__RECORDS SHOWN__
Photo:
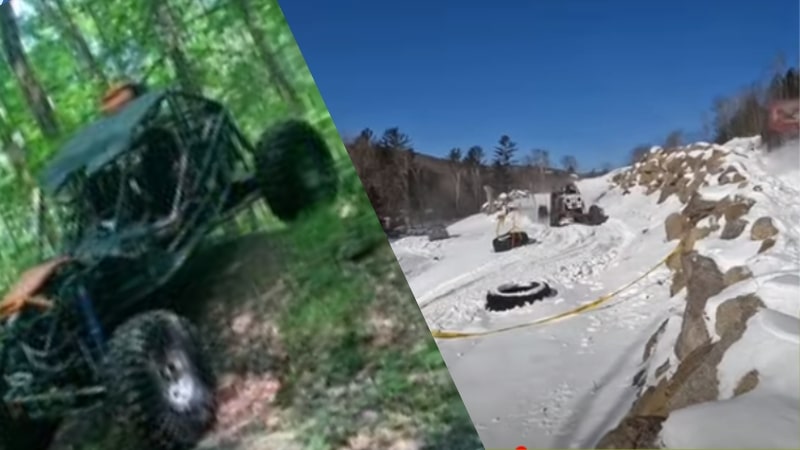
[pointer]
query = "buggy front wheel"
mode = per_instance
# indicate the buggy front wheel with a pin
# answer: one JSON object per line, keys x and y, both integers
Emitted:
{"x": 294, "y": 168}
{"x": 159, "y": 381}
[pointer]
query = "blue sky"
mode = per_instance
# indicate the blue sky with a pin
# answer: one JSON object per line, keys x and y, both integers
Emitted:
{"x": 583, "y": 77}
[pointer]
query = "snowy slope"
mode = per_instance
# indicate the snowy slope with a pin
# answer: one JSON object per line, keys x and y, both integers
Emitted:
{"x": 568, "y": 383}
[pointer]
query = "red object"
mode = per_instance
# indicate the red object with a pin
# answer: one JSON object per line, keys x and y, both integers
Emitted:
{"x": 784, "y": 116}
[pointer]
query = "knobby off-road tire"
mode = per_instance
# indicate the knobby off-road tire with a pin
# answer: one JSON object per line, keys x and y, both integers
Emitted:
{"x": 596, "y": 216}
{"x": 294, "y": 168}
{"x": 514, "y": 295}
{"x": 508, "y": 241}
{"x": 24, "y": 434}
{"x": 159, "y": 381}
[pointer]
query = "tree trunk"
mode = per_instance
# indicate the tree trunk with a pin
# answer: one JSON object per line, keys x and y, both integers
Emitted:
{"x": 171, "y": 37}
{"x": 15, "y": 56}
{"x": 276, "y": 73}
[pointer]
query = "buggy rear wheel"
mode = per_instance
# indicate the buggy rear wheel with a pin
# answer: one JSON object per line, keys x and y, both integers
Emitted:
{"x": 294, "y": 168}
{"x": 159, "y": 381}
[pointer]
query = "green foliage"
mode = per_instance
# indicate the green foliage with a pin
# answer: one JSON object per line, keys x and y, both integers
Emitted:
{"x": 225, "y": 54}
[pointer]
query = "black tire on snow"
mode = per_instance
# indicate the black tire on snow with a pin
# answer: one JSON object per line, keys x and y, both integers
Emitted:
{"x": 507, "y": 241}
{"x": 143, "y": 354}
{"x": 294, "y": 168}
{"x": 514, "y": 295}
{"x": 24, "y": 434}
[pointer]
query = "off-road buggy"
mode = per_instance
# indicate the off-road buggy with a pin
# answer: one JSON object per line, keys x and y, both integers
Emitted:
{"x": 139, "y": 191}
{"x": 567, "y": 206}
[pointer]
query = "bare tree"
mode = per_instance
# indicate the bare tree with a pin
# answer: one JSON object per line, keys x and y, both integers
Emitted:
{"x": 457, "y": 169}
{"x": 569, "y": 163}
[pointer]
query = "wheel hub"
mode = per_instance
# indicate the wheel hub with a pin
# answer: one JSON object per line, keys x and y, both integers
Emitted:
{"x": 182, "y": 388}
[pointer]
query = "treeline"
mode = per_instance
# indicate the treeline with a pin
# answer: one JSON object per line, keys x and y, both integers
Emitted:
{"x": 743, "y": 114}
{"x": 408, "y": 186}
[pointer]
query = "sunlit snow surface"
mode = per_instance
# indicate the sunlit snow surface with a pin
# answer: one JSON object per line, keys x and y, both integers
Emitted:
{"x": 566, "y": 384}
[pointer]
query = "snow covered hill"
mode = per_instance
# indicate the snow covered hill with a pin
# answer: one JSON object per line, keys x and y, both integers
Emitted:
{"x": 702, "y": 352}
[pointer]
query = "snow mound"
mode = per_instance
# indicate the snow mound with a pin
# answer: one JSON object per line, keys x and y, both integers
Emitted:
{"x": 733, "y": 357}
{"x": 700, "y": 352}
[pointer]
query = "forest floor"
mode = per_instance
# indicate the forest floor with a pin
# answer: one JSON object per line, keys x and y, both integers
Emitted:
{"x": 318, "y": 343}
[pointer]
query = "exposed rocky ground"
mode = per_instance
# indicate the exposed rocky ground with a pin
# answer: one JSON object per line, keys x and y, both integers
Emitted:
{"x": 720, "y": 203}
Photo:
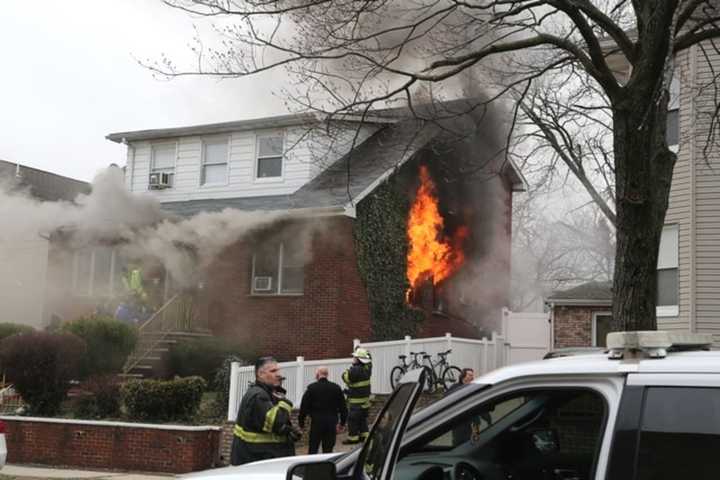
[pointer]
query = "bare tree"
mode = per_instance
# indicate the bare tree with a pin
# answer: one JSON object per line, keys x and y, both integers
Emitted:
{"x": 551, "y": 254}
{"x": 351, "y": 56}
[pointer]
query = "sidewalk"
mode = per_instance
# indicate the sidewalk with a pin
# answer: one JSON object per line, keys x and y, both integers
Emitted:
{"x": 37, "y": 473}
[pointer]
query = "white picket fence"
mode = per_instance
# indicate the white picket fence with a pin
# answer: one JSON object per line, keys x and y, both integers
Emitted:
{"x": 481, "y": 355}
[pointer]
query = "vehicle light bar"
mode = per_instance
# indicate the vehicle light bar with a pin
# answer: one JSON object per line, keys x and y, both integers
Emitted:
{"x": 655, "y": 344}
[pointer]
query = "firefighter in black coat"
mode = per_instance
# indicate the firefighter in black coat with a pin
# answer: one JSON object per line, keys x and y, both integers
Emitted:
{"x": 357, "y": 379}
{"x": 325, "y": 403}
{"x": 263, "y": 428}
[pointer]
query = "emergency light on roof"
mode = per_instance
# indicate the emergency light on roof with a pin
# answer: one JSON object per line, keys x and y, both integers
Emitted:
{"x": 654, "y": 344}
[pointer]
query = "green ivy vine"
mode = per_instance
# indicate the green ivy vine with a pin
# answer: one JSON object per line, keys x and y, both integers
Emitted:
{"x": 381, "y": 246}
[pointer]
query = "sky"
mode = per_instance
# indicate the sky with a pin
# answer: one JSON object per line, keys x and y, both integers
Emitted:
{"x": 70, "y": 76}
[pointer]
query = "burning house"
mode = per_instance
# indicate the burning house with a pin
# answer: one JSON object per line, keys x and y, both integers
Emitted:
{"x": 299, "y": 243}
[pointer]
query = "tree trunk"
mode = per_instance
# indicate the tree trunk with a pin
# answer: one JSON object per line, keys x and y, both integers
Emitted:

__WORK ITEM__
Would you please output the listing above exactly, leaving out the pictures?

__REPLY TO THE EXERCISE__
Photo:
[pointer]
query = "buggy front wheel"
mode = per_instance
# indicate the buggy front wheel with a pin
# answer: one JSON object per line, keys x and y, both integers
Emitted:
{"x": 294, "y": 168}
{"x": 159, "y": 381}
[pointer]
query = "blue sky"
mode = per_instance
# indicate the blue sky with a pin
# answer: one JSON object per line, keys x and y, both integers
Emitted:
{"x": 583, "y": 77}
[pointer]
query = "snowy slope"
mode = per_instance
# indicate the snowy slope with a pin
# answer: one JSON object per line, keys x and y, both integers
Emitted:
{"x": 568, "y": 383}
[pointer]
query = "red object"
mode = per_instance
# indicate the red object with a pin
# answer: one JSON object per line, keys x and y, both integers
Emitted:
{"x": 784, "y": 116}
[pointer]
query = "knobby off-road tire"
mode = per_instance
# indicate the knobby off-road tire with a pin
# answer: one JSON object per line, keys x and y, both integers
Emitted:
{"x": 596, "y": 216}
{"x": 294, "y": 168}
{"x": 514, "y": 295}
{"x": 508, "y": 241}
{"x": 24, "y": 434}
{"x": 159, "y": 381}
[pointer]
query = "tree trunk"
mode = per_instance
# indicate the tree trunk with a pin
# answer: one JSON object per line, keys x and y, both integers
Emitted:
{"x": 171, "y": 37}
{"x": 15, "y": 56}
{"x": 276, "y": 73}
[pointer]
query = "buggy rear wheel"
mode = per_instance
# indicate the buggy rear wheel with a pin
# answer: one JSON object per line, keys x and y, both integers
Emitted:
{"x": 294, "y": 168}
{"x": 159, "y": 381}
[pointer]
query = "green foliage"
mode = per_instance
# indicate the green foliage with a pin
# answer: one JSON object per line, keys x and y, both integers
Emitted:
{"x": 225, "y": 54}
[pointer]
query = "black tire on snow"
mode = per_instance
# indicate the black tire on snow with a pin
# answer: one JSON object per line, keys x and y, both integers
Emitted:
{"x": 507, "y": 241}
{"x": 143, "y": 354}
{"x": 294, "y": 168}
{"x": 514, "y": 295}
{"x": 24, "y": 434}
[pointer]
query = "off-road buggy"
mode = per_instance
# indicate the off-road buggy with a pin
# answer: one JSON object per line, keys x and y, both integers
Emitted:
{"x": 139, "y": 191}
{"x": 567, "y": 206}
[pointer]
query = "bare tree"
mode = per_instance
# indicate the bare tree with a pin
# answer: one JSON object per line, keys x and y, both integers
Emitted:
{"x": 457, "y": 169}
{"x": 569, "y": 163}
[pointer]
query = "wheel hub"
mode = per_instance
# indicate the wheel hub with a pin
# answer: one JSON object per line, keys x and y, both integers
Emitted:
{"x": 182, "y": 388}
[pointer]
query = "treeline"
mode = per_instance
# indicate the treeline with a pin
# answer: one JSON object per line, keys x and y, both integers
Emitted:
{"x": 743, "y": 114}
{"x": 408, "y": 186}
[pointer]
query = "sunlit snow surface"
mode = per_instance
# indicate the sunlit snow surface with a pin
# answer: one JSON object per line, keys x and y, both integers
Emitted:
{"x": 566, "y": 384}
[pointer]
query = "snow covered hill"
mode = per_instance
# indicate the snow covered hill with a pin
# answer: one JSON object per line, keys x and y, both integers
Emitted:
{"x": 702, "y": 352}
[pointer]
query = "snow mound"
mode = per_instance
# indicate the snow mound with a pin
# answer: one JSON object per line, keys x and y, both integers
Emitted:
{"x": 733, "y": 357}
{"x": 700, "y": 352}
[pointer]
query = "forest floor"
mode = per_instance
# indicate the forest floor with a pin
# answer: one JSON object per line, keys x and y, both integers
Emitted:
{"x": 318, "y": 343}
[pointer]
query = "exposed rocky ground"
mode = per_instance
# indicate the exposed rocky ground with a pin
# answer: one JSON object per line, keys x and y, both integers
Emitted:
{"x": 720, "y": 203}
Photo:
[pointer]
query = "bare tree"
mode = per_instance
# indicate the bare tree with a pin
# answer: one JSON object per line, keys x and y, both integers
Emitted:
{"x": 551, "y": 254}
{"x": 351, "y": 56}
[pointer]
query = "sidewalk"
mode = per_instance
# indicate the sidewalk with a pin
# answer: one JSON object per line, keys x and y, both integers
Emitted:
{"x": 37, "y": 473}
[pointer]
query = "white picket fence"
mode = per_instance
# indicate the white picket fence with a pin
# answer: one JSON object per line, keys x and y, both integers
Emitted:
{"x": 481, "y": 355}
[pointer]
query = "vehicle light bar"
mode = per_instance
# indicate the vehicle light bar with a pin
# answer: one JSON object per line, keys x and y, both integers
Emitted:
{"x": 655, "y": 344}
[pointer]
query = "firefighter in black coat"
mode = per_instance
# indicate the firefighter in black coat with a pin
# answer: one JSON object per line, keys x and y, both integers
Emitted:
{"x": 357, "y": 379}
{"x": 325, "y": 403}
{"x": 263, "y": 428}
[pointer]
query = "emergency light on roof"
mode = per_instance
# indicate the emergency light on roof with a pin
# answer: one JSON object per line, keys x and y, both integers
Emitted:
{"x": 654, "y": 344}
[pointer]
query = "green ivy vine"
mode = per_instance
# indicate the green ivy vine with a pin
# answer: one JSON object per line, keys x and y, both integers
Emitted:
{"x": 381, "y": 246}
[pointer]
query = "sky"
mode = per_instance
# indicate the sky with a pin
# answer: one JSON object per line, keys x and y, both integers
Emitted:
{"x": 70, "y": 76}
[pointer]
query = "burning house"
mode = per_instance
# indicate the burning house with a pin
# answer: one JSON object per line, keys x and y, both integers
Emitted:
{"x": 299, "y": 243}
[pointer]
query = "tree trunk"
mode = per_instance
# indicate the tree trunk with a pin
# answer: one JSON object per line, keys x and y, both integers
Emitted:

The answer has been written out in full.